*Work to complete*. Extract each line of the records below that contains the word "sunlit".

===== Information shown

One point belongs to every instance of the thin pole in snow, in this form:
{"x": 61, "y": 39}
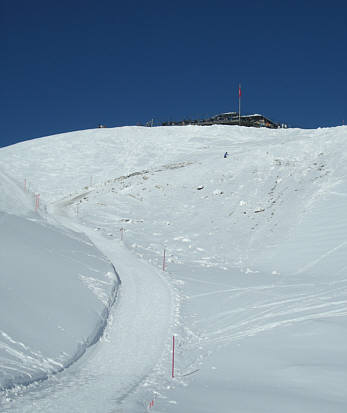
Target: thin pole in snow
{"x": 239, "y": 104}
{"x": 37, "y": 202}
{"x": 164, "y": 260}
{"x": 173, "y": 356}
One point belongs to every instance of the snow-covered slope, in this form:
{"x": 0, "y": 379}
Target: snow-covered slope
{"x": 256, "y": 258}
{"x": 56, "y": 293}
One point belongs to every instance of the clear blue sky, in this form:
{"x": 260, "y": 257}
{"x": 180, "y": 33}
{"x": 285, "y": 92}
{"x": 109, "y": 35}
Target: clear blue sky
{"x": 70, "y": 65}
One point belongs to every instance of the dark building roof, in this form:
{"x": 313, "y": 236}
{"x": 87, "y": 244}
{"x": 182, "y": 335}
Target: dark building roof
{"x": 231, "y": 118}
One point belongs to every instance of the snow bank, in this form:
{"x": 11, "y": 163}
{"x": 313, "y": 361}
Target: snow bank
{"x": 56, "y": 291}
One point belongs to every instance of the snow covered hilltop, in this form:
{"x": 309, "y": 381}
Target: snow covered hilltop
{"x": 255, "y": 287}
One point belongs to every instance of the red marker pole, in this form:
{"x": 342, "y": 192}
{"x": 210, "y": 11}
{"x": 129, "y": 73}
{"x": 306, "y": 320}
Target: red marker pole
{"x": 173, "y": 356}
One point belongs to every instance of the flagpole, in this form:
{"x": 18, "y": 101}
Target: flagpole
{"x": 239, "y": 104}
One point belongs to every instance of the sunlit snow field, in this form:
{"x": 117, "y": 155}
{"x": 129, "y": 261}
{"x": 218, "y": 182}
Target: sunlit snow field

==========
===== Information shown

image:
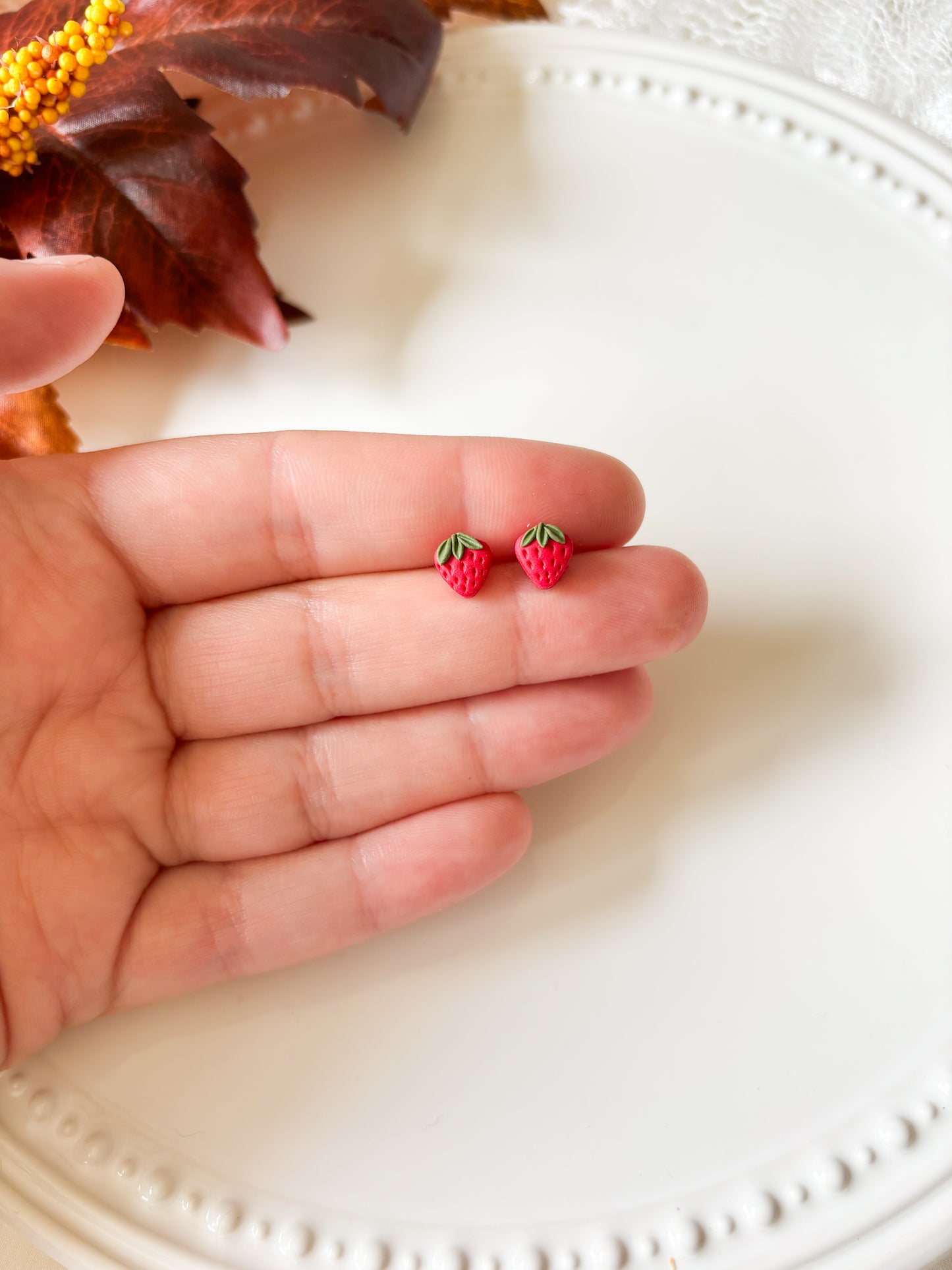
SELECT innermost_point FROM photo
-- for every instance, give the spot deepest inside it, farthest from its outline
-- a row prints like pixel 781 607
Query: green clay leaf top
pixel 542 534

==========

*Result*.
One point belongs to every instance of the sunlit snow field, in this form:
Target: sunlit snow field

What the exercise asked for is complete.